### Exercise data
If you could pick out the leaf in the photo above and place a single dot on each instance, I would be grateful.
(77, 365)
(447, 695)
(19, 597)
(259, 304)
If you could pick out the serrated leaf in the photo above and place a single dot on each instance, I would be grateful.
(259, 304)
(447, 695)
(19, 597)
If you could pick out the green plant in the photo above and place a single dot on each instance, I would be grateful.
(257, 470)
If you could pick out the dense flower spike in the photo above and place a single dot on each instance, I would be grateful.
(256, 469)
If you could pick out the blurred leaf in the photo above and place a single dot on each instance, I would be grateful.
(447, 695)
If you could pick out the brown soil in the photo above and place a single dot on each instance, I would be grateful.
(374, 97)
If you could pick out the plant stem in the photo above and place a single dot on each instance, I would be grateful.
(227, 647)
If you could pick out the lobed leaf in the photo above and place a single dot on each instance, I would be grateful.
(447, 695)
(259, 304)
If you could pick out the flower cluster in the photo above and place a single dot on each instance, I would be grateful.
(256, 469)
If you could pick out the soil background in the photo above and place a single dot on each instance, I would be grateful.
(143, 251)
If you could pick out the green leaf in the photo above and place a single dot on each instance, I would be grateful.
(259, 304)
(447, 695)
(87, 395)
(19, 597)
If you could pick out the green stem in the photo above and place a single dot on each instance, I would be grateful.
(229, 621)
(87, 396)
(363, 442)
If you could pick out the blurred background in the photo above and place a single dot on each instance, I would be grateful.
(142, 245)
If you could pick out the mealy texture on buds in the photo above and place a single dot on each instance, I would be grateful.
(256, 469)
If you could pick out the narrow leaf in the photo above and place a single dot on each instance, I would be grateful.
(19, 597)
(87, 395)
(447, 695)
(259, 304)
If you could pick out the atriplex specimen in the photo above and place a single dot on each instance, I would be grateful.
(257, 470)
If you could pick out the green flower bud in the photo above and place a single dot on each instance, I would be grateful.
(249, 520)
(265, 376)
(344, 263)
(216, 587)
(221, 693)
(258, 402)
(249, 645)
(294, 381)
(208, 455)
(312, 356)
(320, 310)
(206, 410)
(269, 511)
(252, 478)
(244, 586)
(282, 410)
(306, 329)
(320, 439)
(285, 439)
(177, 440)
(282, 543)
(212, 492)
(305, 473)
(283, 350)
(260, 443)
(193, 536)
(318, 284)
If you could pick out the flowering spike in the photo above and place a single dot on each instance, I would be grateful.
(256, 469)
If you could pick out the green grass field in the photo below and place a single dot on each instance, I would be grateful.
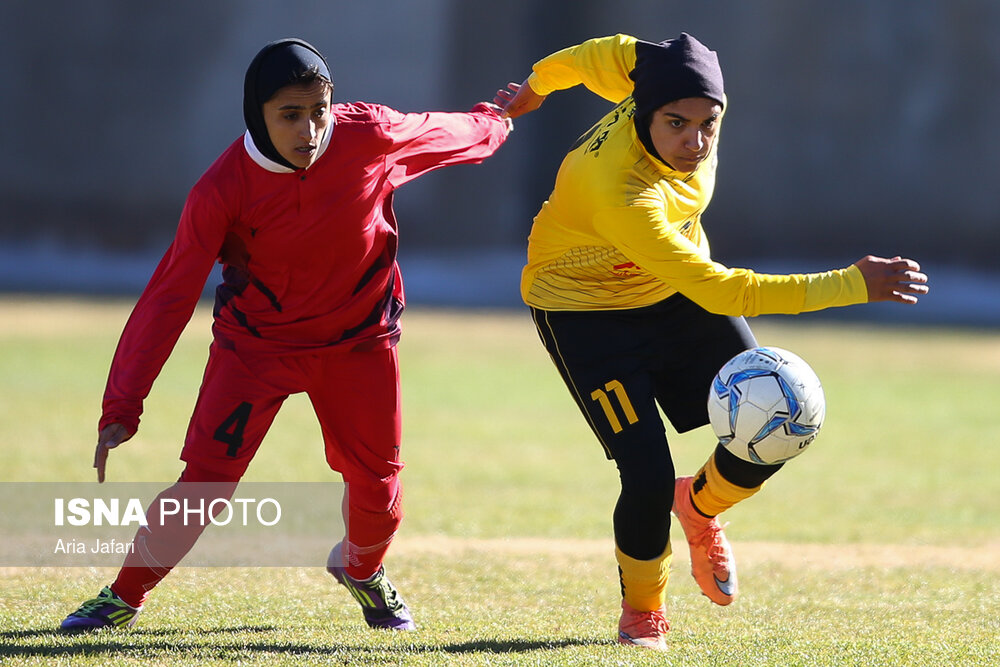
(879, 546)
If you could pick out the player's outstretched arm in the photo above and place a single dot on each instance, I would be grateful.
(518, 99)
(897, 279)
(110, 437)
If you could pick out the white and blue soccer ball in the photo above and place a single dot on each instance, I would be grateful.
(766, 405)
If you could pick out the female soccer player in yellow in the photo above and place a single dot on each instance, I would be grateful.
(635, 313)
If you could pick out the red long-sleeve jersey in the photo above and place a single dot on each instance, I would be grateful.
(309, 256)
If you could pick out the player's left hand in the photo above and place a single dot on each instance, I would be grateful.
(110, 437)
(897, 279)
(518, 99)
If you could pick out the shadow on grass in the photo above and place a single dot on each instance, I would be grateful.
(146, 641)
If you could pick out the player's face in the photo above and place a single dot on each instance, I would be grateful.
(684, 131)
(297, 118)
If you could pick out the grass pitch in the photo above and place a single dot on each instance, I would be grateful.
(879, 546)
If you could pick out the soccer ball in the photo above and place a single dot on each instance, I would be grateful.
(766, 405)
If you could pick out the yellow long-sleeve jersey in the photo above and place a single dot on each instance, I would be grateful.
(623, 230)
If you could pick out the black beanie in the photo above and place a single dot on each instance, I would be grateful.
(275, 66)
(668, 71)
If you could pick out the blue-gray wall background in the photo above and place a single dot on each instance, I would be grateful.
(854, 127)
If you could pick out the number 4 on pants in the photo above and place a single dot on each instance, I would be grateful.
(601, 396)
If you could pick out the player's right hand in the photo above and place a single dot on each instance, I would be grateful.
(110, 437)
(897, 279)
(518, 99)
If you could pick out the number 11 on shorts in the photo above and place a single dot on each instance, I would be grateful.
(601, 396)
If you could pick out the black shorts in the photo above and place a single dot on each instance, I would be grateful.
(619, 364)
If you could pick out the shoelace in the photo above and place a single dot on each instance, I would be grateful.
(652, 623)
(710, 540)
(386, 591)
(93, 604)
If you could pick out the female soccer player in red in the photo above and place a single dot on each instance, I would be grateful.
(298, 212)
(635, 313)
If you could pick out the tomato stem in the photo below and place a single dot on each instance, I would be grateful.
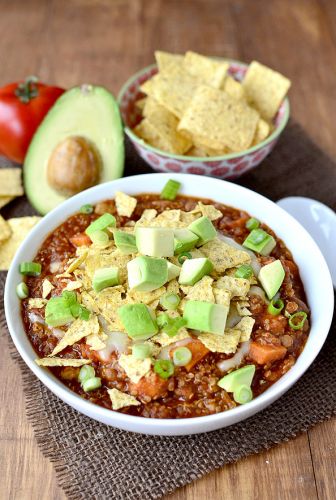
(27, 90)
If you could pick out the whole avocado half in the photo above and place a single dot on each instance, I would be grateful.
(88, 113)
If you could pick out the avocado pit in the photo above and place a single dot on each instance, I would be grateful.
(74, 165)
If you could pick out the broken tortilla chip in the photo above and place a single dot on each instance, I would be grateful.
(121, 399)
(62, 362)
(10, 182)
(77, 330)
(265, 89)
(5, 230)
(20, 227)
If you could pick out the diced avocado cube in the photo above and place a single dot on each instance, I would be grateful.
(194, 269)
(138, 321)
(155, 241)
(184, 240)
(205, 316)
(147, 273)
(104, 278)
(204, 229)
(101, 224)
(271, 277)
(243, 376)
(125, 242)
(173, 271)
(260, 242)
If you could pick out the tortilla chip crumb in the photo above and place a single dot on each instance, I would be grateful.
(121, 399)
(62, 362)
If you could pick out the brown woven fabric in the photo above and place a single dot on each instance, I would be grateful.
(96, 461)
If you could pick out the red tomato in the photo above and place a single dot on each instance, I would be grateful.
(22, 108)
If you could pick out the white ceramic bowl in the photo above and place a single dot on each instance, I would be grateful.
(313, 269)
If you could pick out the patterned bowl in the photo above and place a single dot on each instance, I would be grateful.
(228, 166)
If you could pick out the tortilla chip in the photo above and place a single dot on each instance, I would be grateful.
(76, 363)
(125, 204)
(77, 262)
(245, 326)
(121, 399)
(5, 199)
(224, 256)
(173, 89)
(135, 368)
(238, 287)
(5, 230)
(262, 131)
(47, 287)
(208, 211)
(77, 330)
(165, 59)
(165, 125)
(234, 89)
(10, 182)
(20, 227)
(149, 134)
(36, 303)
(206, 69)
(222, 297)
(96, 340)
(73, 285)
(220, 120)
(265, 89)
(202, 290)
(226, 343)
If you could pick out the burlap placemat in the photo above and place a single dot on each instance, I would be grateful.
(96, 461)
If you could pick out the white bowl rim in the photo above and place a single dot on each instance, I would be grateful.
(275, 134)
(153, 425)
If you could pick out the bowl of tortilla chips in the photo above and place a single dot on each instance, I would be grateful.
(200, 115)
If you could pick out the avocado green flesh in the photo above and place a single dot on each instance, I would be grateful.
(88, 111)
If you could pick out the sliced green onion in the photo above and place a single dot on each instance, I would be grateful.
(164, 368)
(85, 373)
(182, 356)
(101, 224)
(30, 268)
(99, 238)
(295, 322)
(170, 190)
(252, 224)
(22, 290)
(170, 301)
(91, 384)
(275, 306)
(86, 209)
(184, 256)
(244, 271)
(141, 351)
(243, 394)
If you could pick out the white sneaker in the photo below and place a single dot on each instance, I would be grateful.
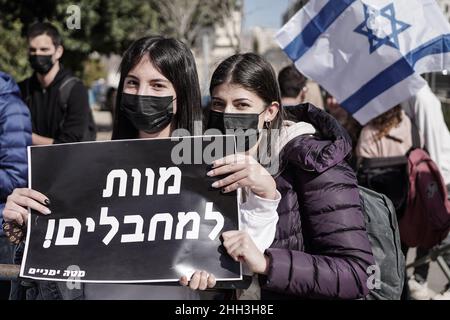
(443, 296)
(420, 291)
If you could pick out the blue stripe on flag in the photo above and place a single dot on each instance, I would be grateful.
(312, 31)
(395, 73)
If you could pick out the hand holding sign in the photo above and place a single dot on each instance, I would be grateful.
(242, 248)
(21, 199)
(244, 171)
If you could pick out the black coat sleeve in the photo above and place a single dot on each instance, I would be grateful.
(76, 119)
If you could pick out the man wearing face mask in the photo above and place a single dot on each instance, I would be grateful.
(57, 100)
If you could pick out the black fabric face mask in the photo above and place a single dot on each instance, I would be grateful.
(148, 113)
(243, 125)
(41, 63)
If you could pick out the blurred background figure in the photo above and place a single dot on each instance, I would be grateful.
(15, 137)
(296, 89)
(58, 101)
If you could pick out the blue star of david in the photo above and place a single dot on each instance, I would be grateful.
(397, 27)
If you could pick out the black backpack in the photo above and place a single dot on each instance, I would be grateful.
(389, 175)
(63, 98)
(386, 279)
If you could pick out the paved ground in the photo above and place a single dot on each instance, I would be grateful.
(436, 279)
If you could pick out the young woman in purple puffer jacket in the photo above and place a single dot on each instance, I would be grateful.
(321, 248)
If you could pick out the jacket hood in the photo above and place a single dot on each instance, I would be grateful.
(329, 146)
(8, 85)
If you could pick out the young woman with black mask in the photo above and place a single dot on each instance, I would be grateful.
(321, 248)
(159, 93)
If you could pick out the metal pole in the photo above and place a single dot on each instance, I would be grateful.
(432, 256)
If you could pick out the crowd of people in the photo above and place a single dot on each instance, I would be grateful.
(303, 233)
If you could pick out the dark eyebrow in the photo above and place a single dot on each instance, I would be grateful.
(242, 100)
(160, 80)
(132, 76)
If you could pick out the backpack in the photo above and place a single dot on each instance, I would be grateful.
(63, 98)
(426, 221)
(386, 280)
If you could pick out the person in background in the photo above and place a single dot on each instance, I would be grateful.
(159, 94)
(390, 135)
(15, 137)
(54, 120)
(425, 110)
(296, 89)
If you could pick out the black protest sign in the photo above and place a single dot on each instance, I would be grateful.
(130, 211)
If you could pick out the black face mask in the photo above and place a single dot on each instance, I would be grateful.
(41, 63)
(148, 113)
(243, 125)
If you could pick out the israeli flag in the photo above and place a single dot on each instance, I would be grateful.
(368, 54)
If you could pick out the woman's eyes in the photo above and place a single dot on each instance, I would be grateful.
(218, 105)
(132, 83)
(242, 105)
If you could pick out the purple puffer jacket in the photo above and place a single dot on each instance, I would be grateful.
(321, 248)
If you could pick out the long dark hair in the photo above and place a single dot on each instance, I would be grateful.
(175, 61)
(253, 73)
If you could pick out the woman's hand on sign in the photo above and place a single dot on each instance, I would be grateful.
(21, 199)
(243, 171)
(200, 280)
(242, 248)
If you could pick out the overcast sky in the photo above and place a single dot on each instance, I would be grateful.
(264, 13)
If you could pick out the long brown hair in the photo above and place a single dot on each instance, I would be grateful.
(385, 122)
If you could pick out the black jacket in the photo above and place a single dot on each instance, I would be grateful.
(48, 118)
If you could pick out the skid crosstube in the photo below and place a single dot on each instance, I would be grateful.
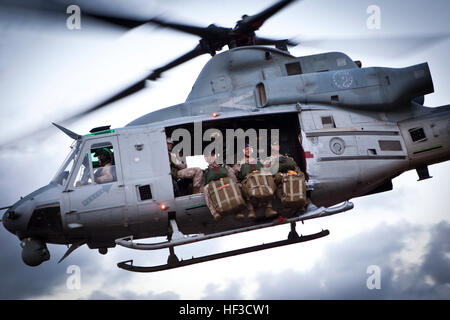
(178, 238)
(175, 263)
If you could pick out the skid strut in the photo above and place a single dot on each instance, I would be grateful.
(173, 262)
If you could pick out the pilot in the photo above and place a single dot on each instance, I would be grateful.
(179, 169)
(248, 165)
(106, 172)
(214, 172)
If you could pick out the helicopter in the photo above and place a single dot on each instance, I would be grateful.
(353, 128)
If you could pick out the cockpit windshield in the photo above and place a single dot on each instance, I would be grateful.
(68, 165)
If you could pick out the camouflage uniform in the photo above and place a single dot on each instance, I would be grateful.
(237, 171)
(270, 164)
(179, 170)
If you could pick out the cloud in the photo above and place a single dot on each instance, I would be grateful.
(342, 271)
(230, 292)
(130, 295)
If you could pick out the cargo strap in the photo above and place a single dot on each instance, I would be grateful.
(291, 186)
(227, 198)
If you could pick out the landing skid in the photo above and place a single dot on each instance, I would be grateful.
(173, 261)
(178, 238)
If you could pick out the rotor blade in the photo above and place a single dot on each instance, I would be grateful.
(197, 51)
(268, 41)
(254, 22)
(121, 22)
(198, 31)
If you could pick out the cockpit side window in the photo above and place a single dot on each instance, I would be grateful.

### Exercise objective
The required answer is the lines from the one that contains "If you could pick out the skid crosstube" through the last line of the records, restated word for word, with every picture dropped.

### Answer
If you could pick out the skid crosstube in the photo below and place a single dot on each instance, I would be grateful.
(178, 238)
(175, 263)
If you could pick out the skid strut in the photo above and place a single dot on each instance, I would be grateful.
(173, 262)
If you could pick out the pilot in the photo above and place a single dot on each instance, I would be grateful.
(179, 169)
(248, 165)
(106, 172)
(214, 172)
If you could pick out the helicopter in the photo above and place a single dot on each instance, I would be grateful.
(353, 128)
If you could pick out the cockpit windshield in the photo above and place a single dot on each instance, I would be grateful.
(68, 165)
If you could pick out the camouflage uniform in the photo above and place a single dot on each instance, I would be grateful.
(237, 171)
(270, 164)
(179, 170)
If you could pick out the cloud in the photo above and place a single dot on each instance, I would be grateful.
(342, 271)
(230, 292)
(130, 295)
If you could pick out the cargo strap in the photo above and place a single dot on each instance, I would be grateful.
(291, 186)
(227, 198)
If you could pick out the landing skid in the photo above and place a single dot on each instance, I would be grateful.
(173, 261)
(178, 238)
If you could pick out the rotor blade in the photo above and place a single dot on each instance, I would be grateful.
(197, 51)
(268, 41)
(254, 22)
(121, 22)
(198, 31)
If you could pick out the cockpit side window in the photo above and place a single dot on each instance, I would be grateful.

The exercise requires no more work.